Exercise task A:
In the opinion letter, replace "Company" with "Issuer" and reproduce the passage between "For purposes of" and "Company and others.", inclusive.

Extract provided:
For purposes of this letter, we have assumed the authenticity of all documents submitted to us as originals, the conformity to the originals of all documents submitted to us as copies and the authenticity of the originals submitted to us as copies. We have also assumed the genuineness of the signatures of persons signing all documents in connection with which this opinion is rendered, the authority of such persons signing on behalf of the parties thereto other than the Company, and the due authorization, execution and delivery of all documents by the parties thereto other than the Company. As to any facts material to the opinions expressed herein which we have not independently established or verified, we have relied upon statements and representations of officers and other representatives of the Company and others.

 

Subject to the assumptions, qualifications and limitations identified in this letter, we advise you that, in our opinion, provided that (a) the Underwriting Agreement shall have been executed and delivered by the Company and the Underwriters, (b) the Warrant Agreement shall have been executed and delivered by the Company and the Warrant Agent, (c) the Warrants shall have been executed and delivered by the upon payment of the agreed upon consideration therefor, (d) the Registration Statement shall have become effective pursuant to the provisions of the Securities Act, (e) appropriate corporate action shall have been taken to authorize the issuance and sale of such shares of Common Stock, (f) a prospectus with respect to the Common Stock shall have been filed (or transmitted for filing) with the Commission pursuant to Rule 424(b) of the Securities Act, (g) any legally required consents, approvals, authorizations and other orders of the Commission and any other regulatory authorities shall have been obtained and (h) the New Charter shall have been filed with the Secretary of State of the State of Delaware:

 

1.            The Units will, upon delivery thereof and payment therefor by the Underwriters in accordance with the Underwriting Agreement, constitute valid and binding obligations of the Company, enforceable against the Company in accordance with their terms under the laws of the State of New York.

 

2.            The shares of Common Stock included in the Units will, upon delivery thereof and payment for the Units by the Underwriters in accordance with the Underwriting Agreement, and the shares of Common Stock issuable upon the exercise of the Warrants will, upon exercise of the Warrants and payment of the applicable exercise price in accordance with the Warrant Agreement, be validly issued, fully paid and nonassessable.

 

3.            The Warrants included in the Units will, upon delivery thereof and payment for the Units by the Underwriters in accordance with the Underwriting Agreement, constitute valid and binding obligations of the Company, enforceable against the Company in accordance with their terms under the laws of the State of New York.

Exercise task B:
Output the part of the listing between the lines holding "find eyebrow. Provide the bounding box for each." and "[0,308,900,598]", inclusive, as a two-column CSV with the headers input and output. Give one row for each line starting with "Instructions:" together with the lines under it, quote each field, and turn line breaks into spaces.

Material for this exercise:
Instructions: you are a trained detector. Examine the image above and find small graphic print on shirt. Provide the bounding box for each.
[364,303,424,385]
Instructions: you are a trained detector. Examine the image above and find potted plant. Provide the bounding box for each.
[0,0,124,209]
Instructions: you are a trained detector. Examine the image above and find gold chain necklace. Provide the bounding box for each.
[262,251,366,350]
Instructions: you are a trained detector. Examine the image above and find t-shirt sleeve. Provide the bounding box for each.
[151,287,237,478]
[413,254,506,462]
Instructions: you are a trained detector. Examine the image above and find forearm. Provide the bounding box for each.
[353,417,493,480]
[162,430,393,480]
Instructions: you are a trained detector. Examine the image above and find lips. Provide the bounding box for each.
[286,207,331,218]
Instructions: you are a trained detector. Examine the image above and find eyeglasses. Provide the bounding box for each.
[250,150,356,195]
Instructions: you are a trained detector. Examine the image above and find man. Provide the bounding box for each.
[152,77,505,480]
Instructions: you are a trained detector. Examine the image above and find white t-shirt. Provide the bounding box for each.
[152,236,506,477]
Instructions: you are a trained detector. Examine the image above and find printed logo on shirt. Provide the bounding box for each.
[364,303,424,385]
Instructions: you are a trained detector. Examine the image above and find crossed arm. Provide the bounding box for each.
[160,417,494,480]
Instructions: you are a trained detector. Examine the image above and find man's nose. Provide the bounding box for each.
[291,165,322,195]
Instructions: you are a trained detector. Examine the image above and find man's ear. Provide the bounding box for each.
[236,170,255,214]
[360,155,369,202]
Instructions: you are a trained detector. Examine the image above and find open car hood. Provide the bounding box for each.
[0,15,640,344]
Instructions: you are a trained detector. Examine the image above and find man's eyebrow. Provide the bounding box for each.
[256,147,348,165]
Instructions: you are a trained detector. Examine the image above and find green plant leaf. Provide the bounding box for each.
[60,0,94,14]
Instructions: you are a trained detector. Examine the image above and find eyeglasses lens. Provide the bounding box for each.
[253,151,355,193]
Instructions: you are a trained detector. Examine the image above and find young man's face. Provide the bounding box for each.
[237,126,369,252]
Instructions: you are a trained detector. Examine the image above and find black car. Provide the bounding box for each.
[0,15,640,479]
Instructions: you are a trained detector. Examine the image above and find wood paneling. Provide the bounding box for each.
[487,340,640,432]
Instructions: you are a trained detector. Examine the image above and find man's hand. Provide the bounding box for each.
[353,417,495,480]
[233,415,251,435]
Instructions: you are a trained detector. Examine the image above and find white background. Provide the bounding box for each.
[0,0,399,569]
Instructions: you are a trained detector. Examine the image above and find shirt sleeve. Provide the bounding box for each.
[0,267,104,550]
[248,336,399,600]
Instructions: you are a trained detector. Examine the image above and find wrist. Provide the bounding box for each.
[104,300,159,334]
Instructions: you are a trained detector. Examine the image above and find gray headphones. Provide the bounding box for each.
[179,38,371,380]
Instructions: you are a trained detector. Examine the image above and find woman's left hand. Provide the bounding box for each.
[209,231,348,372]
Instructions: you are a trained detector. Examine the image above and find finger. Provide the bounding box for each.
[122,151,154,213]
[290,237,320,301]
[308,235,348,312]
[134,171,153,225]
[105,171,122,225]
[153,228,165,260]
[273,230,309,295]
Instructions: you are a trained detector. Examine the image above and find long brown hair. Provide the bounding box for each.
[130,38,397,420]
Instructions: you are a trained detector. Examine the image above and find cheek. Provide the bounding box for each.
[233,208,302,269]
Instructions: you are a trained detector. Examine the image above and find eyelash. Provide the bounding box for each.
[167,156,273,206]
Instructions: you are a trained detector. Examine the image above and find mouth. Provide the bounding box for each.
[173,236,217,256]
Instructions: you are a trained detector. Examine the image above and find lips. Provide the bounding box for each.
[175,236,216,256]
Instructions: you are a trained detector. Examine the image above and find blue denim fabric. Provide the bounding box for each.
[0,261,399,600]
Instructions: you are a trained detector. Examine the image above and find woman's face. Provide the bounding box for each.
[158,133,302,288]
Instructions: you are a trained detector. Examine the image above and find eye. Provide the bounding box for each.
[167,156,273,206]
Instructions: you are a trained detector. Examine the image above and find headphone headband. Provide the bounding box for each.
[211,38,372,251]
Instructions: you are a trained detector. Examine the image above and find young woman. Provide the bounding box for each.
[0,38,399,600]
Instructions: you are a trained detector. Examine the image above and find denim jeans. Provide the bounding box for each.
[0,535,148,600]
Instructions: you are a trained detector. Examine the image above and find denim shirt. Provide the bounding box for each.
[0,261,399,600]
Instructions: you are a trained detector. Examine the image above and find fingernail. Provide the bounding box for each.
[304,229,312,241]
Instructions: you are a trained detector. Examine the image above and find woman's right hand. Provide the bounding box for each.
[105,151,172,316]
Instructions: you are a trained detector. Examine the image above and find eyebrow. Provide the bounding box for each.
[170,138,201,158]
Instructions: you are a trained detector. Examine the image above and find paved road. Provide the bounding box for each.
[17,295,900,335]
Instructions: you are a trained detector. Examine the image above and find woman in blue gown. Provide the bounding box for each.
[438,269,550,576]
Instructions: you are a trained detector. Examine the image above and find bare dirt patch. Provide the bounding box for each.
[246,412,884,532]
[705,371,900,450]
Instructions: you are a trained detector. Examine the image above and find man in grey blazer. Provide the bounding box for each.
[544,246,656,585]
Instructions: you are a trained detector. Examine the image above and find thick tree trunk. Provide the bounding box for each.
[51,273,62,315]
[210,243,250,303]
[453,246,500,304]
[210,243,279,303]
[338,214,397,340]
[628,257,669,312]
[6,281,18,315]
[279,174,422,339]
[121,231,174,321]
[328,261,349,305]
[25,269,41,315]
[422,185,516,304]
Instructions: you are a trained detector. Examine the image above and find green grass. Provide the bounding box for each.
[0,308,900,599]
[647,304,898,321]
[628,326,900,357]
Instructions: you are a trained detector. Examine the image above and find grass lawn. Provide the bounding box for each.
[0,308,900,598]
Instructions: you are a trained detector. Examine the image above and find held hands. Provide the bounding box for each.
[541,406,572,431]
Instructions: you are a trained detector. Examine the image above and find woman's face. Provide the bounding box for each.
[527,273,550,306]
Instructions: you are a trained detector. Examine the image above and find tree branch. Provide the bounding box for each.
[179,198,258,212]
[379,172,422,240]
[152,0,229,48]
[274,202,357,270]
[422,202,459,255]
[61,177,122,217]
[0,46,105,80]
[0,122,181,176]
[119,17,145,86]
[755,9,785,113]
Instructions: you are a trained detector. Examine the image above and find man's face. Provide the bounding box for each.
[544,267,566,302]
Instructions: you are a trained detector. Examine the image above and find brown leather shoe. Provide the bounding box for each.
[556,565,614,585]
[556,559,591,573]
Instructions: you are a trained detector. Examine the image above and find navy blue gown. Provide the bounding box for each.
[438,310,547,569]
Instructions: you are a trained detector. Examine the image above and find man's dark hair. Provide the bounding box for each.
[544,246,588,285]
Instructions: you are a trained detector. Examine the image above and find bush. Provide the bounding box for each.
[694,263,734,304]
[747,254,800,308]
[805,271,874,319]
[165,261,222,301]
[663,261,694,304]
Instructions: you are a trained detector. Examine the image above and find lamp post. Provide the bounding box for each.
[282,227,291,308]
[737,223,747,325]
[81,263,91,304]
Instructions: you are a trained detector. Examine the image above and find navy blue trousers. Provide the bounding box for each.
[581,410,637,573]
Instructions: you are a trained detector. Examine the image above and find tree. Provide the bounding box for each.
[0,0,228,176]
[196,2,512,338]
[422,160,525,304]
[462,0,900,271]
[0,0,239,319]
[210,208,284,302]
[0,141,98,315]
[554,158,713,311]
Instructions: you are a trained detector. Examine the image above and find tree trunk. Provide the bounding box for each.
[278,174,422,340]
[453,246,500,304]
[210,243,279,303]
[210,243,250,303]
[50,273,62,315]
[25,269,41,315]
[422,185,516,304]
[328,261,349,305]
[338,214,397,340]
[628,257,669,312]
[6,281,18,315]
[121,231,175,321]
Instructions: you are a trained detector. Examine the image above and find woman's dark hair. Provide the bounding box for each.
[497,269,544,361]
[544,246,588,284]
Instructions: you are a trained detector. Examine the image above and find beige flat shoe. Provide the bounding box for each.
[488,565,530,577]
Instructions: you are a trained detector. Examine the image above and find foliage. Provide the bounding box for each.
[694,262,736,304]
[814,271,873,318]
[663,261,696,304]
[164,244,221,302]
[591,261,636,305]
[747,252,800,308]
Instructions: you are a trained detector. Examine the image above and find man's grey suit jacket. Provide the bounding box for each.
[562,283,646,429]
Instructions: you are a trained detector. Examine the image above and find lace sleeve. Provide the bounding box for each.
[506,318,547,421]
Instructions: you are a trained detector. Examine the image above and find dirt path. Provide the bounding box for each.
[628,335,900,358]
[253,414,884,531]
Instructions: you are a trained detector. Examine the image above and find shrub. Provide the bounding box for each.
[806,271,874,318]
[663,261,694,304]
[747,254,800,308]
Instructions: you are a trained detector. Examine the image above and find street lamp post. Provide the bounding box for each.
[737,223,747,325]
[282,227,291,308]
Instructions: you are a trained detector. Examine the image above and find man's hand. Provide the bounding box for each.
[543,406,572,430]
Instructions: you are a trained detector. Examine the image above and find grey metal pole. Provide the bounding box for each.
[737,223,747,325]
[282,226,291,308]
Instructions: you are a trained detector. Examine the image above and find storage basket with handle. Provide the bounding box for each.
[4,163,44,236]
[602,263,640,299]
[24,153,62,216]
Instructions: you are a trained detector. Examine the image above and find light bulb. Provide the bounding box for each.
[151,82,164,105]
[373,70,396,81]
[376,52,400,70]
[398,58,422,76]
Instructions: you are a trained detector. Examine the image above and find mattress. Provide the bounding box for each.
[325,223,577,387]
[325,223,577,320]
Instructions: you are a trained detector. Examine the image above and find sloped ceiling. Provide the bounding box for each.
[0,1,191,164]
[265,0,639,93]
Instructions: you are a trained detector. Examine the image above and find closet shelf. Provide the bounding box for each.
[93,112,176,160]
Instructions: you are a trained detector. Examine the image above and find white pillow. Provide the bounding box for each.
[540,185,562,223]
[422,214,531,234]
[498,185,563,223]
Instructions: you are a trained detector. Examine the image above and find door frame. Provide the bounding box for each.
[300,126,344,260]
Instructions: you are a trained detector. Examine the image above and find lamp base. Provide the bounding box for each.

Full answer A:
For purposes of this letter, we have assumed the authenticity of all documents submitted to us as originals, the conformity to the originals of all documents submitted to us as copies and the authenticity of the originals submitted to us as copies. We have also assumed the genuineness of the signatures of persons signing all documents in connection with which this opinion is rendered, the authority of such persons signing on behalf of the parties thereto other than the Issuer, and the due authorization, execution and delivery of all documents by the parties thereto other than the Issuer. As to any facts material to the opinions expressed herein which we have not independently established or verified, we have relied upon statements and representations of officers and other representatives of the Issuer and others.

Full answer B:
input,output
"Instructions: you are a trained detector. Examine the image above and find eyebrow. Provide the bounding box for each.","[170,138,201,158]"
"Instructions: you are a trained detector. Examine the image above and find paved road. Provide the bounding box for each.","[17,295,900,335]"
"Instructions: you are a trained detector. Examine the image above and find woman in blue gown. Provide the bounding box for each.","[438,269,550,576]"
"Instructions: you are a trained detector. Examine the image above and find bare dirt patch. Provide the bounding box for each.","[246,412,884,532] [705,371,900,450]"
"Instructions: you are a trained detector. Examine the image above and find man in grey blazer. Provide the bounding box for each.","[544,246,656,585]"
"Instructions: you are a trained detector. Examine the image above and find thick tree trunk. Provide the bounding box for each.","[51,273,62,315] [210,243,250,303] [453,246,500,304] [210,243,279,303] [338,214,397,340] [628,257,669,312] [6,281,18,315] [279,174,422,339] [121,231,174,321] [328,261,349,305] [25,269,41,315] [422,185,516,304]"
"Instructions: you are a trained detector. Examine the image above and find green grass. Provide the bounding box for each.","[0,308,900,599] [647,304,898,321] [628,326,900,357]"
"Instructions: you are a trained detector. Examine the image above and find grass lawn. Provide the bounding box for each.","[0,308,900,598]"